Comments Elsewhere, Edited and Expanded

Regarding John Derbyshire’s instantly (in)famous The Talk: Nonblack Version piece in Taki’s (contrasting the faddish meme “The Talk”* and its hoary assumptions about racial hostility, with the reality of the known world), Mr. Josh Barro in Forbes steps into the town sqaure to deliver the King’s writ as he sees it (“National Review Must Fire John Derbyshire“), and helpfully remind conservatives of their priorities, as such (no higher calling than Republican branding, for the “serious”):

And this is the problem for Lowry and other conservatives who want to be taken seriously by broad audiences when they write about racial issues.

“taken seriously by broad audiences”?
This is called selling out.
I understand why the aspirational individual seeks this; for the life of me I don’t understand why he encourages it in others. How does one sleep at night knowing he is both pimp and prostitute for a great lie? Your affected enlghtenment isn’t enough? What will you do if and when you’ve routed the racists? Who’s next in providing you with the opportunity to prove your religious devotion?

“The Talk” as black Americans and liberals present it (to wit: necessitated by white malice), is a comic affront–because no one is allowed (see Barro above) to notice the context in which black Americans are having run-ins with the law, each other, and others. The proper context for understanding this, and the mania that is the Trayvonicus for that matter, is the reasonable fear of violence. This is the single most exigent fact here–yet you decree it must not be spoken. You admit the reason for taking the topic off the table is that it offends. In your logic the one necessarily follows the other. Rarely does anyone in your well-heeled (and easily brought to heel) mob address points of fact; rarely do you make a pretense of showing where this argument is wrong. Your “acceptable discourse” is defined by an appeal to consequences.

But you’re right, of course. Our discourse is not a search for truth; it’s a battle–not of ideas, for they aspire and are vulnerable to the truth–but for power.

Shame on you. People are dying. Worse still, you bore us. Good for Derbyshire.
════════════════
» Stated problem A
Please set down the records word for word, from the start of the records through the line containing "40,210,392,267", including both ends and omitting the pictures.
The commentary and the records have no connection to each other.

» Data extract
════════════════
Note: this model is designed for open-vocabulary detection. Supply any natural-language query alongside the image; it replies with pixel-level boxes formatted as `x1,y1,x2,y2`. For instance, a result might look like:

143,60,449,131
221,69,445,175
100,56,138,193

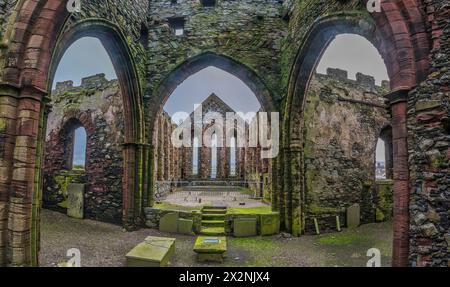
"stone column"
163,122,170,180
0,84,19,267
386,89,410,267
158,116,164,181
7,87,46,266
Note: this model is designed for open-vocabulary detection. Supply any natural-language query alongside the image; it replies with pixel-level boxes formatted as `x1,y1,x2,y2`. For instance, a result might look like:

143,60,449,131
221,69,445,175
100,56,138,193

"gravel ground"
40,210,392,267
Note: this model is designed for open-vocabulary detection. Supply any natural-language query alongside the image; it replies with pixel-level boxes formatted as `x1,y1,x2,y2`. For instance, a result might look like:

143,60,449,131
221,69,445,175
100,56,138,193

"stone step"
202,220,225,227
182,186,239,192
200,227,225,236
202,214,225,221
202,209,227,215
203,205,227,210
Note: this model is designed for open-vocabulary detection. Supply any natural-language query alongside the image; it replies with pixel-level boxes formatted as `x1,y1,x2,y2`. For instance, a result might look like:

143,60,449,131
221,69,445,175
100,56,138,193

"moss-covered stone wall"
43,74,124,223
304,69,389,234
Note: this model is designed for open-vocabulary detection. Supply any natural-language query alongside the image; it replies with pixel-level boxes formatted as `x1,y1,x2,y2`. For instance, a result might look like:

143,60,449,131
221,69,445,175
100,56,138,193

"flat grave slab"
194,236,227,263
126,236,175,267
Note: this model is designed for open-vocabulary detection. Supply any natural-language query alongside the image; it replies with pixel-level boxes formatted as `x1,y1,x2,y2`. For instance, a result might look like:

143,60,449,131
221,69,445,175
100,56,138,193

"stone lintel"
384,87,411,106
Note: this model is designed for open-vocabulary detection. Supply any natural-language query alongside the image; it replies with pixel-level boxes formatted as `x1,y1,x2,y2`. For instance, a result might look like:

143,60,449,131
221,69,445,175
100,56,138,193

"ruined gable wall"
304,69,389,234
281,0,366,91
145,0,287,140
43,74,124,223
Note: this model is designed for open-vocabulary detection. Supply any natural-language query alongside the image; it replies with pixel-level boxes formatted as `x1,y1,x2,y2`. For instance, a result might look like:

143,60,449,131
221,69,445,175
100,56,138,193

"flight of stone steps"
200,206,227,236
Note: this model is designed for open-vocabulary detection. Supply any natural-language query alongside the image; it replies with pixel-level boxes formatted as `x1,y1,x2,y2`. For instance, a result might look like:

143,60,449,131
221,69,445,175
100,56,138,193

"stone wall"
153,94,271,188
304,69,389,232
144,0,287,136
408,0,450,266
43,74,124,223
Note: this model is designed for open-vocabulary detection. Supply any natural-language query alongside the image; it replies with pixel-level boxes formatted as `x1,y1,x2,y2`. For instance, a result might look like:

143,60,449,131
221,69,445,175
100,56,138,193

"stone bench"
126,236,175,267
194,236,227,263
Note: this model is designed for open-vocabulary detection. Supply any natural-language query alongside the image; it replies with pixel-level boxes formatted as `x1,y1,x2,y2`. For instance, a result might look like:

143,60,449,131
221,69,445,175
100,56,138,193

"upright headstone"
347,203,361,228
260,212,280,235
177,218,194,235
67,183,85,219
233,218,258,237
159,212,178,233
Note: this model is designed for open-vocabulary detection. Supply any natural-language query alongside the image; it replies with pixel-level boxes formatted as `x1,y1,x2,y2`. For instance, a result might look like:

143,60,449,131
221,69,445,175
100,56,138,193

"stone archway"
146,52,276,205
280,7,429,266
0,3,145,266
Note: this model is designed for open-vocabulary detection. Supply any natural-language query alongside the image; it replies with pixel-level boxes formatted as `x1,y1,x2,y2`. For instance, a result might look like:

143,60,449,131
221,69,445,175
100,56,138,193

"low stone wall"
305,209,346,234
155,181,172,202
225,213,261,236
42,170,87,212
225,212,279,236
144,207,202,233
373,180,394,222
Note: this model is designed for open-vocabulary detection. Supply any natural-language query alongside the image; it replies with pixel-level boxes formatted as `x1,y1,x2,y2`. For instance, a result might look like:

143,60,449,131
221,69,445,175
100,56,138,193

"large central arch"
281,9,429,266
147,52,277,205
0,0,145,266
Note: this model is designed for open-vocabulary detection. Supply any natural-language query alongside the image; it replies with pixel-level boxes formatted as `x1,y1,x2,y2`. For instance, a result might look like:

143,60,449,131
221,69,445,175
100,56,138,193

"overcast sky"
53,34,389,161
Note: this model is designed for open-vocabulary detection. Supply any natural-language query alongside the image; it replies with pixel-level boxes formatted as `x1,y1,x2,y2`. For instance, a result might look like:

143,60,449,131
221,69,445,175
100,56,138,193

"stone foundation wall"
304,69,389,229
144,207,202,232
408,0,450,267
43,74,124,223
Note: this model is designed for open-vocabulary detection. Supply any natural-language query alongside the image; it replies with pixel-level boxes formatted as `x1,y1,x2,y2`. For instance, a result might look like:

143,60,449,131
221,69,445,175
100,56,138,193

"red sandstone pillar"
0,85,19,266
386,89,410,267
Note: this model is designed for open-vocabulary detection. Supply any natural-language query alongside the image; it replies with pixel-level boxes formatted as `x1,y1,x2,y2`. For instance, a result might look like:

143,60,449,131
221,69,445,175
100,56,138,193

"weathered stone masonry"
304,69,392,233
43,74,124,223
0,0,450,266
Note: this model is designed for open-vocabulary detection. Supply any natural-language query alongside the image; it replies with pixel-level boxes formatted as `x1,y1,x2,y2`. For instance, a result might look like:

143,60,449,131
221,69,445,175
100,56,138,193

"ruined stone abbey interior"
0,0,450,267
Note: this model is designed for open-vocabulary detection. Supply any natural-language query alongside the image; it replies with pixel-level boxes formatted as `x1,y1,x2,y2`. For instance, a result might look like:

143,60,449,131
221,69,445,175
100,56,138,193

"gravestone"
67,183,85,219
347,203,361,228
177,218,194,235
159,212,178,233
194,236,227,263
261,212,280,235
233,218,258,237
126,236,175,267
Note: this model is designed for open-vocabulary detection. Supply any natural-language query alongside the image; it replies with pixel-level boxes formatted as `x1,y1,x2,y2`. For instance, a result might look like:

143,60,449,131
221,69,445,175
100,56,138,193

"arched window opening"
211,133,217,179
72,127,87,170
230,137,236,176
375,138,387,179
192,137,199,175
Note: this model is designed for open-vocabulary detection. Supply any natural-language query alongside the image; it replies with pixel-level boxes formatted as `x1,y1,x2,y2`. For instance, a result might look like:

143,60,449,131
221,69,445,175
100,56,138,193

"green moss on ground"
153,202,202,214
0,119,6,133
308,204,342,214
228,205,272,214
318,230,369,246
57,200,67,209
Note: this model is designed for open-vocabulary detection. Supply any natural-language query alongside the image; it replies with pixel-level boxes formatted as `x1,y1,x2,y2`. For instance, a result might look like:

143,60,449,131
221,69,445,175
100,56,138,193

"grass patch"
57,200,67,209
153,202,202,214
228,205,272,214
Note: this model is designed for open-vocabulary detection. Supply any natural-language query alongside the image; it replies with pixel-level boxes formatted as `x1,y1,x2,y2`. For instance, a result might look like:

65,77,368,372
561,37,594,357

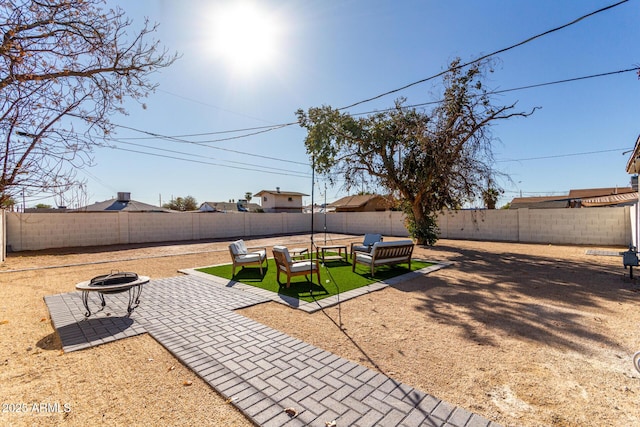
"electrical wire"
108,147,316,178
338,0,629,110
112,139,311,176
495,147,629,163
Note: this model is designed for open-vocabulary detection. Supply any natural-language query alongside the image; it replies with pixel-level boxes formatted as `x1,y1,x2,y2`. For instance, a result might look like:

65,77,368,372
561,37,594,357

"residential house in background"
509,187,638,209
626,136,640,248
254,187,308,213
76,192,178,212
198,200,262,212
329,194,389,212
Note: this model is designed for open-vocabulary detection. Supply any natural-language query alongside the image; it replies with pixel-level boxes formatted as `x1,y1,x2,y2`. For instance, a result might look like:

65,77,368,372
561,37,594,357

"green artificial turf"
197,259,433,302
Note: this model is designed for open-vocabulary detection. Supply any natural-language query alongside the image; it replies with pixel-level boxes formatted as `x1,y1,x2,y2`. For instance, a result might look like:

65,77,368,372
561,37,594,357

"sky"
33,0,640,207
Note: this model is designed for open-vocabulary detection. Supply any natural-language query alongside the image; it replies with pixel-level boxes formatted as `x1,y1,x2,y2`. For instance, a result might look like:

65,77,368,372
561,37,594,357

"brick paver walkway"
45,276,496,427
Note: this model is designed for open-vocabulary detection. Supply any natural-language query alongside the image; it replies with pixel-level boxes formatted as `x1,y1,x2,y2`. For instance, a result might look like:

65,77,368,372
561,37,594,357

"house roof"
582,192,638,207
509,195,569,209
627,135,640,174
76,199,177,212
199,202,262,212
329,194,382,208
510,187,637,209
569,187,634,199
255,190,308,197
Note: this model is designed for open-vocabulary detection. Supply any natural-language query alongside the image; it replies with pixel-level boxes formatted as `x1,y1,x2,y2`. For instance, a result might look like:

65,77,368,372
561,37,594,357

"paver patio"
45,275,496,427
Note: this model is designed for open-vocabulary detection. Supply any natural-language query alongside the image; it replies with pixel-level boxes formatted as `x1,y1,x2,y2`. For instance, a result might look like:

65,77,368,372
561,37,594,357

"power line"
107,125,309,166
495,147,629,163
109,147,309,178
116,122,298,142
113,139,311,176
338,0,629,110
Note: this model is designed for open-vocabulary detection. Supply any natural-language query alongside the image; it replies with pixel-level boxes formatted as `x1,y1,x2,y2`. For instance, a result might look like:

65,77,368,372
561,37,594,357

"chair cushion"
373,240,413,248
251,249,267,260
273,245,291,264
353,245,371,252
229,240,247,255
356,253,373,264
369,256,409,265
289,261,316,273
236,252,264,262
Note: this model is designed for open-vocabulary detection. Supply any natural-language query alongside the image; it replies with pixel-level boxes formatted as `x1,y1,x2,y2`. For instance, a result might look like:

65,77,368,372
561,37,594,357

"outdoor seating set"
229,234,414,288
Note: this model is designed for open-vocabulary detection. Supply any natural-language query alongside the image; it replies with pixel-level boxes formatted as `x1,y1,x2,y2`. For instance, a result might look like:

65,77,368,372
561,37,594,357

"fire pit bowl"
76,272,149,317
89,272,138,294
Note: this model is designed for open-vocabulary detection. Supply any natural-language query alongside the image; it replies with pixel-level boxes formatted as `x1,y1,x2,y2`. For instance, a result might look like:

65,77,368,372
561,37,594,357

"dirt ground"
0,236,640,426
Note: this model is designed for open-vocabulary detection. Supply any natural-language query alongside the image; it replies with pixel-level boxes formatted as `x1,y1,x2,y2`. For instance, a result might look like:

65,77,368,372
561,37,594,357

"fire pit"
76,272,149,317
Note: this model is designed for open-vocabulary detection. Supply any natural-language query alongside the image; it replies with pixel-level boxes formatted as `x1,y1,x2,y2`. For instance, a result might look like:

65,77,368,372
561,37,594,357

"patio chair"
229,240,267,277
351,234,382,259
273,246,320,288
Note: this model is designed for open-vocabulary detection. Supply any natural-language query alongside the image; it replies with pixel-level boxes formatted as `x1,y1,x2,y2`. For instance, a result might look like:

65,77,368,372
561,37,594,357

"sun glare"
212,2,280,74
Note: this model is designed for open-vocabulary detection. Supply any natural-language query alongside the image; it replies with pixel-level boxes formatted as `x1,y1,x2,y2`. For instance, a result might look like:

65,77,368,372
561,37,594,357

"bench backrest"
371,240,414,259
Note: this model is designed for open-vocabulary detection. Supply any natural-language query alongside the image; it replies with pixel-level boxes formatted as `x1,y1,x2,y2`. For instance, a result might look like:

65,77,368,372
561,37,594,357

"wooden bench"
351,240,414,277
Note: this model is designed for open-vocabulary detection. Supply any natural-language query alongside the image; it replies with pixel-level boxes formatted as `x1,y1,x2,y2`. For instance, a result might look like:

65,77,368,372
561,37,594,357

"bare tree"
297,60,531,244
0,0,177,206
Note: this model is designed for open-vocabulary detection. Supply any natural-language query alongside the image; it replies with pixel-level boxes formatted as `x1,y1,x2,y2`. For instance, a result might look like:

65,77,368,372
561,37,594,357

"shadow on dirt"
393,245,640,353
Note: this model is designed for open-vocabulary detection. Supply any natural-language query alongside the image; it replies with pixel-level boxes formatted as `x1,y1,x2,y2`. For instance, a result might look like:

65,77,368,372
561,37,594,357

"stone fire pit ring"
76,272,149,317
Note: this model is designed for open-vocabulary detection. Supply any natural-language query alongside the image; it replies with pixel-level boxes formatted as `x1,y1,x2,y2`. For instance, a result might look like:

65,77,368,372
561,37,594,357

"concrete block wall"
438,209,520,242
518,206,632,246
0,209,7,262
324,211,409,237
0,207,633,251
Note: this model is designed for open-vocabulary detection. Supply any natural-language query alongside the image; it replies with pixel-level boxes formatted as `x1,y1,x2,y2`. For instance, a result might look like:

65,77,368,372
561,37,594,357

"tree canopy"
162,196,198,212
297,60,532,244
0,0,176,206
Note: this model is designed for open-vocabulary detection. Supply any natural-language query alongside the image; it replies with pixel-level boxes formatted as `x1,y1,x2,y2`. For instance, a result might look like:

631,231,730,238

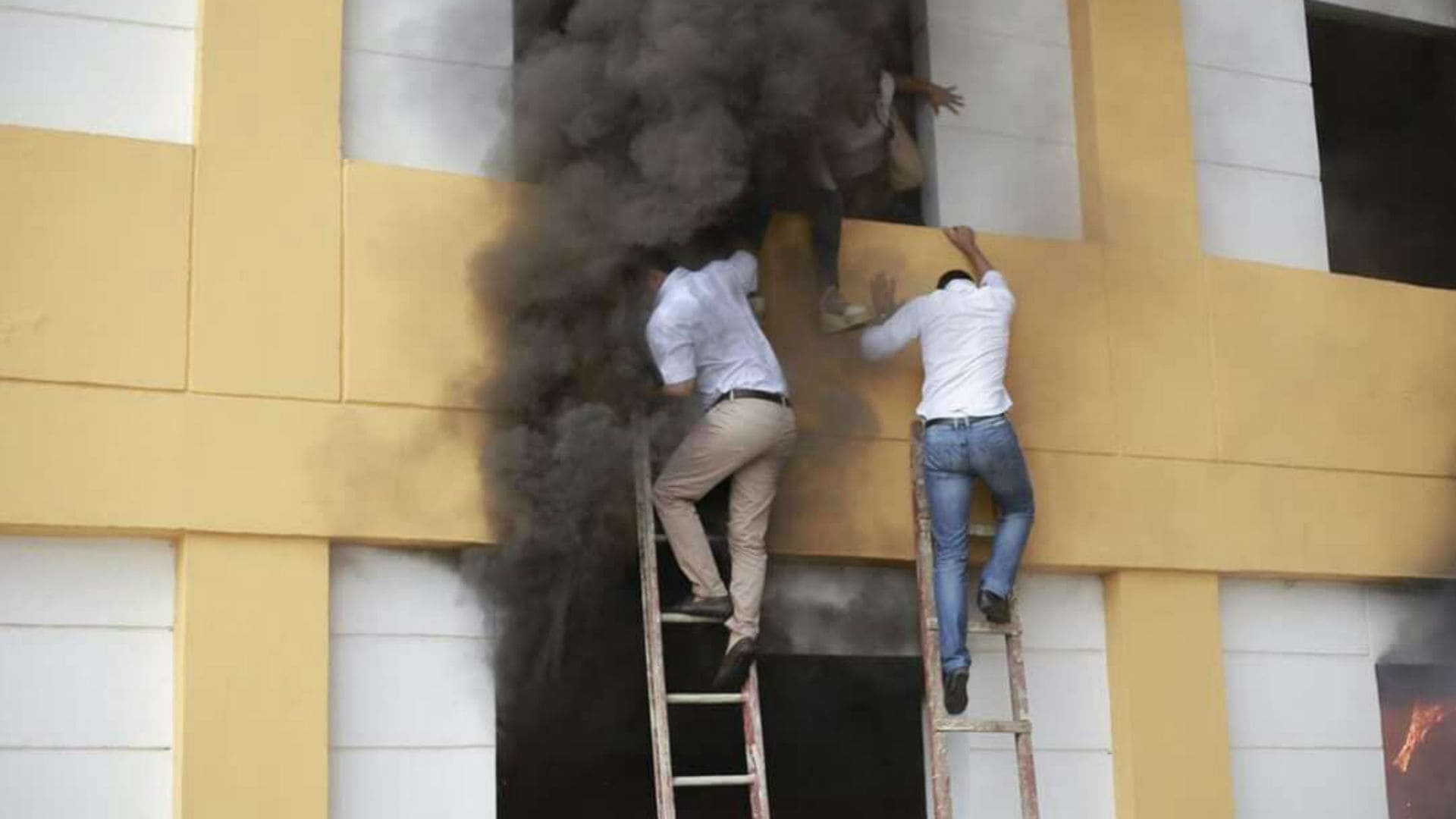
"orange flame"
1395,699,1456,774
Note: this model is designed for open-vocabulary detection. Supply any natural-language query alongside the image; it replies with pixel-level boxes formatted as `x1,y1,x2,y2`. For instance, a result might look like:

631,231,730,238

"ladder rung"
935,717,1031,733
663,612,723,625
926,617,1021,637
673,774,757,789
654,532,728,545
667,694,747,705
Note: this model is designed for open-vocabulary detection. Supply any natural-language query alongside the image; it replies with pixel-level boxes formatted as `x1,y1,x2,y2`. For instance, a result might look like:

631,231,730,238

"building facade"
0,0,1456,819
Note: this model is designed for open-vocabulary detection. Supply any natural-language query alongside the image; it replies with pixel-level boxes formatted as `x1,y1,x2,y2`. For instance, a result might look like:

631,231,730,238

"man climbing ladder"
861,228,1035,714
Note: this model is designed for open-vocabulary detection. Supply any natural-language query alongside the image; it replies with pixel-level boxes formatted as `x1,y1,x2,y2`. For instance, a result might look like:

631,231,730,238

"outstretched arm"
859,272,920,362
896,74,965,114
945,224,996,287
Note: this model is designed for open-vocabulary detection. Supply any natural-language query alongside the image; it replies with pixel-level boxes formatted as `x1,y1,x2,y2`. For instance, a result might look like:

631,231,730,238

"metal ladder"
632,424,769,819
910,422,1041,819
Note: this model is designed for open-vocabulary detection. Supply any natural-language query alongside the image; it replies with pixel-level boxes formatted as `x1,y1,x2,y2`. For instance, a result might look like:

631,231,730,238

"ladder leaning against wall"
632,422,769,819
910,421,1041,819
════════════════
» Stated problem B
In the commentary, what does the writer call seeking to be "taken seriously by broad audiences"?

» Final answer A
Note: this model is designed for open-vocabulary detection. Supply any natural-language query alongside the image; it replies with pixel-level boxes formatted as `x1,y1,x2,y2`. For instance, a result might look like:

143,60,449,131
221,69,445,175
100,56,138,193

"stone column"
163,122,170,180
0,84,19,267
386,89,410,267
158,116,164,181
7,87,46,266
Note: this model is designed for open-vocabulary detection. Supply any natural-language query alongside the image; it replies with pixel-level boxes formatted as `x1,y1,x2,y2`. For instance, a result might look like:

143,60,449,131
221,69,445,175
100,56,138,193

"gravel ground"
40,210,392,267

» Final answer B
Selling out.